Aim of the exercise: Reproduce word for word the article below on the nuclear physics community's 2026 Capitol Hill advocacy day.

Document extract:
Nuclear Physics Community Heads to Capitol Hill for 2026 Advocacy Day
Brookhaven, Jefferson Lab, and Michigan State researchers converge on Capitol Hill April 21 to defend the $1.7B Electron-Ion Collider as FY2027 budget battles loom.

Research leaders from three of the country's most consequential nuclear physics facilities are mobilizing for a coordinated push on Capitol Hill on April 21, with billions in accelerator construction and thousands of annual beam hours at national laboratories riding on what organizers are already calling "a very challenging budget year."
Nuclear Physics Day 2026 brings together faculty, students, and facility representatives organized by institutions running the U.S. nuclear physics user facility network: Michigan State's Facility for Rare Isotope Beams, Jefferson Lab, and Brookhaven National Laboratory. Their target is the congressional offices responsible for the FY2027 budget cycle, which is just beginning to take shape as participants register for April 21 meetings.

Extracted information:
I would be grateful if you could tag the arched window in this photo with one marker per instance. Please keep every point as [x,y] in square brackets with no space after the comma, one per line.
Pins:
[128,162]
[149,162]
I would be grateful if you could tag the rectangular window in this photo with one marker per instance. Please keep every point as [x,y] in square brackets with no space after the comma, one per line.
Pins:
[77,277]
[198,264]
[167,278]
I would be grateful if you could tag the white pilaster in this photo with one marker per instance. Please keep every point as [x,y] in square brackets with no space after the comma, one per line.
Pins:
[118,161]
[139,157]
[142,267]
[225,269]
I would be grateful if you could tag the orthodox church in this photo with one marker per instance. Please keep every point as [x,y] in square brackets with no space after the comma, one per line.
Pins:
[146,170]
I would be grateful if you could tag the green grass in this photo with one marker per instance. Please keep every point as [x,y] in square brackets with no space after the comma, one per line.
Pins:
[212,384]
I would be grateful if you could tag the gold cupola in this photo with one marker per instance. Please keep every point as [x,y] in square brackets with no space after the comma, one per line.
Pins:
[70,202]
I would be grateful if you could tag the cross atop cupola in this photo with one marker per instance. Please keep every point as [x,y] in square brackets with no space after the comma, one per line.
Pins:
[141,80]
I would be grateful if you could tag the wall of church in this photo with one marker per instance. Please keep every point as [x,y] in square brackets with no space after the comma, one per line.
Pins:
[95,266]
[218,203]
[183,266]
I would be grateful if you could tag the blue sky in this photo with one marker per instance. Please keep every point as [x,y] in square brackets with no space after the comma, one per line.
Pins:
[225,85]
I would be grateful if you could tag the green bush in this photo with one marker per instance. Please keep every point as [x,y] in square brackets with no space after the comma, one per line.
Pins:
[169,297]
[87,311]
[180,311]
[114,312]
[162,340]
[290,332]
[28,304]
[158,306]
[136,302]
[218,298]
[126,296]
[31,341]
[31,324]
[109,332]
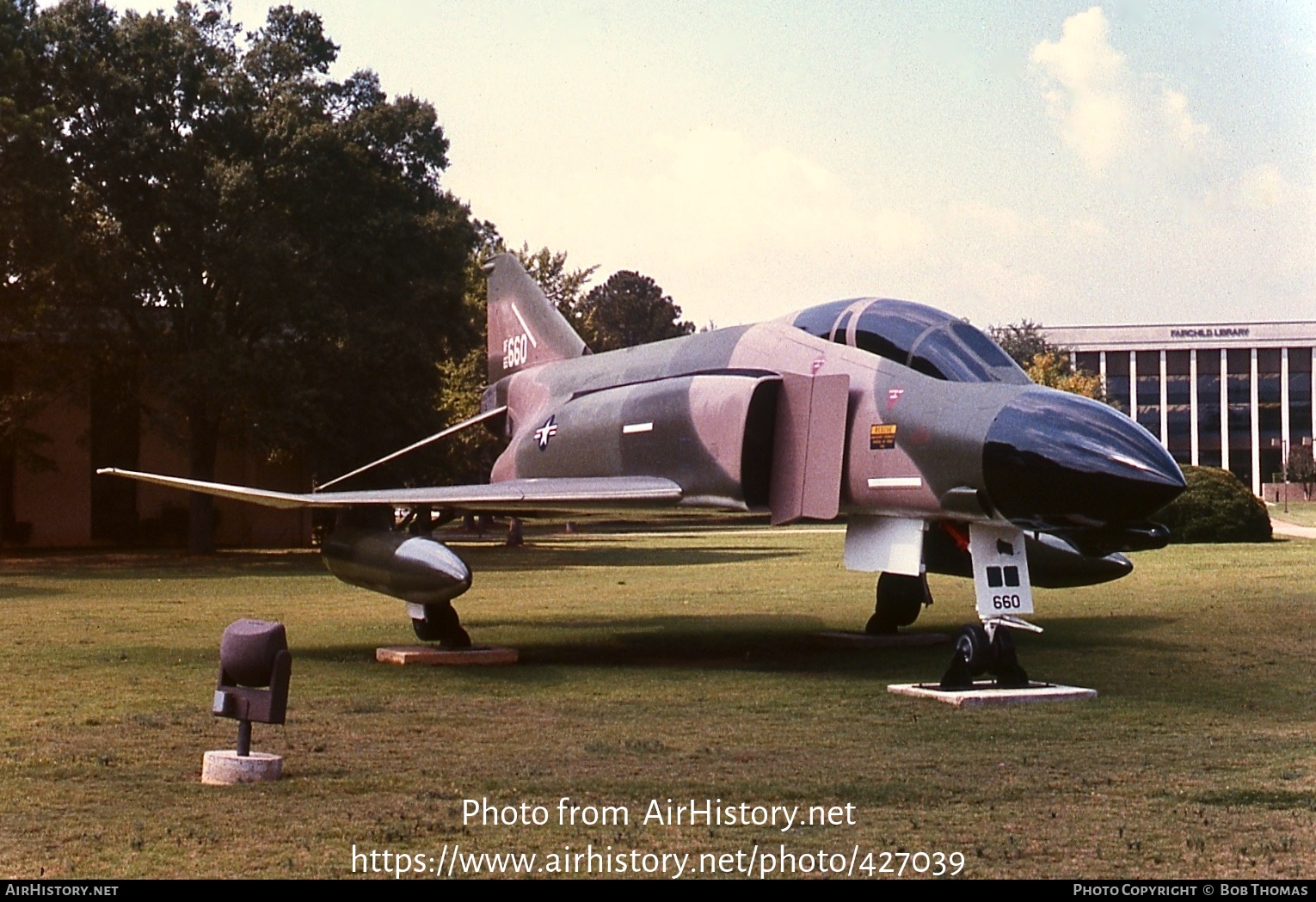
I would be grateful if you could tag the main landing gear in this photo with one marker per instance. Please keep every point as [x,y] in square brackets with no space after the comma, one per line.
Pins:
[987,648]
[898,604]
[440,623]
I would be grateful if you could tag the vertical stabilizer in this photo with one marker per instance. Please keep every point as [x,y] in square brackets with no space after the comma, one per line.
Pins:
[524,328]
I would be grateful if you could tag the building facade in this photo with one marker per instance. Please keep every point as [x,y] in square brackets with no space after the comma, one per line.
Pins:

Problem solution:
Nuclear Physics Community Heads to Capitol Hill for 2026 Advocacy Day
Brookhaven, Jefferson Lab, and Michigan State researchers converge on Capitol Hill April 21 to defend the $1.7B Electron-Ion Collider as FY2027 budget battles loom.

Research leaders from three of the country's most consequential nuclear physics facilities are mobilizing for a coordinated push on Capitol Hill on April 21, with billions in accelerator construction and thousands of annual beam hours at national laboratories riding on what organizers are already calling "a very challenging budget year."
Nuclear Physics Day 2026 brings together faculty, students, and facility representatives organized by institutions running the U.S. nuclear physics user facility network: Michigan State's Facility for Rare Isotope Beams, Jefferson Lab, and Brookhaven National Laboratory. Their target is the congressional offices responsible for the FY2027 budget cycle, which is just beginning to take shape as participants register for April 21 meetings.